Officials connect the intrusions to a group tracked as Salt Typhoon. The operation surfaced publicly last year, but activity stretches back at least to 2019.

Investigators now assess the reach as global and persistent, with footholds maintained inside core networks that deliver services directly to customers as well as internal enterprise systems. Several allied cyber agencies backed a joint technical advisory that maps the tradecraft used.

New details released in recent days shows the campaign touched roughly 200 U.S. organizations and many more abroad. They include operators responsible for mobile voice, messaging and transit links between carriers.

FBI notifications and joint advisory with allied agencies

The FBI notified at least 600 entities about observed interest or compromise tied to Salt Typhoon. Those notifications came alongside a fresh hunt guide with indicators, queries and defensive steps for network teams. Partners in Europe and the Asia-Pacific signed onto the same advisory, emphasizing how the campaign crossed borders and legal jurisdictions.

Defense officials confirm the notice traffic prioritized owners of high-capacity interconnects and lawful access systems, since exposure there tends to cascade.

The advisory followed a coordinated public move by a broad coalition that called out three Chinese firms for supporting cyber operations. One of those firms now faces U.S. sanctions for ties to Salt Typhoon. 

Officials framed the step as a signal to vendors and integrators that provide services to carriers and data center operators. Procurement teams have already asked for assurances about code provenance and remote-management pathways, people familiar with recent bid requests say.

According to industry sources, network owners that run international cable landing stations and long-haul transport links received additional outreach. Those sites aggregate traffic from many countries. A foothold there grants visibility that extends far beyond a single carrier’s customers. Several operators quietly rotated credentials, isolated management planes, and audited lawful intercept equipment in response to the briefings.

Exploited 2018 router flaws and lawful intercept systems under CALEA

Investigators tie initial access in multiple cases to old but still present device flaws. One known entry point involves CVE-2018-0171, a Cisco Smart Install issue that remains common on edge and aggregation hardware.

==================================================

### TASK TO CARRY OUT
Reproduce word for word the passage of the Salt Typhoon article that opens with the words containing "Investigators tie initial" and closes with "and aggregation hardware.".

==================================================

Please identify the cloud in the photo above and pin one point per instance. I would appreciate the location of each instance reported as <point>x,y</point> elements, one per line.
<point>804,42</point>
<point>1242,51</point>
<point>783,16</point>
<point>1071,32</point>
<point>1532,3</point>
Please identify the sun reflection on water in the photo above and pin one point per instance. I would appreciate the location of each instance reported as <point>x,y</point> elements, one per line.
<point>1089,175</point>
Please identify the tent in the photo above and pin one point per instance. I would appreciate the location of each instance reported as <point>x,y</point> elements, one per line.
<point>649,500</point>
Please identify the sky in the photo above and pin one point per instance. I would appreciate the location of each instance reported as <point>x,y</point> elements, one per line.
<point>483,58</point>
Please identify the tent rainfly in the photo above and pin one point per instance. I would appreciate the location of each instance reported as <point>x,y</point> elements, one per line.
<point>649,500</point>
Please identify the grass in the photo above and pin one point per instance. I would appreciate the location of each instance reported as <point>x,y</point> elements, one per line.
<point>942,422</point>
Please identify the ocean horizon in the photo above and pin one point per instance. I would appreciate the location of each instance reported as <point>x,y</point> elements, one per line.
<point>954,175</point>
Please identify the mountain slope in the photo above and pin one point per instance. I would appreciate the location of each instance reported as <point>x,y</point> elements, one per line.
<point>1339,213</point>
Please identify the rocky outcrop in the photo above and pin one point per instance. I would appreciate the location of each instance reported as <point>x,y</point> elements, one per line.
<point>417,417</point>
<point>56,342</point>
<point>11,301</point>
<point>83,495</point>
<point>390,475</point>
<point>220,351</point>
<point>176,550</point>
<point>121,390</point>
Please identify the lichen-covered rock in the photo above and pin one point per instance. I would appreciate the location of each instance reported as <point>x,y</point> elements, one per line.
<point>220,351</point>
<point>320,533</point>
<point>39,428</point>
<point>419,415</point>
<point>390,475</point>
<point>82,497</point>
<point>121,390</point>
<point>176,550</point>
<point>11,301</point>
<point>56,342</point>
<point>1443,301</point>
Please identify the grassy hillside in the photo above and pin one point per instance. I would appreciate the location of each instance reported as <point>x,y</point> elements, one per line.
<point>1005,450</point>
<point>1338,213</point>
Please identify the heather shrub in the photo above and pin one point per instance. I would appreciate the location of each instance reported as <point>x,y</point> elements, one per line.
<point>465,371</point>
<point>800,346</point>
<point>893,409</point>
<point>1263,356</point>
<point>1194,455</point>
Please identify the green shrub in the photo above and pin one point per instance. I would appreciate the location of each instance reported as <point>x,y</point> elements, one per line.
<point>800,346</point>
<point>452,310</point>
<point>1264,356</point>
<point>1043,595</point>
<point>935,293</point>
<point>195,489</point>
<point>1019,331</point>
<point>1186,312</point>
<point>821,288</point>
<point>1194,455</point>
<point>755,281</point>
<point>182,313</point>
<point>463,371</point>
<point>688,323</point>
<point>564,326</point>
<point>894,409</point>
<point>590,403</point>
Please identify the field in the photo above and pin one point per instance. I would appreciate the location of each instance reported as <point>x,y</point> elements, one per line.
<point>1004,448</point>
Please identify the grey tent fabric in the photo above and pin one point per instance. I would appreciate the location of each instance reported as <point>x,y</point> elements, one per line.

==================================================

### REPLY
Investigators tie initial access in multiple cases to old but still present device flaws. One known entry point involves CVE-2018-0171, a Cisco Smart Install issue that remains common on edge and aggregation hardware.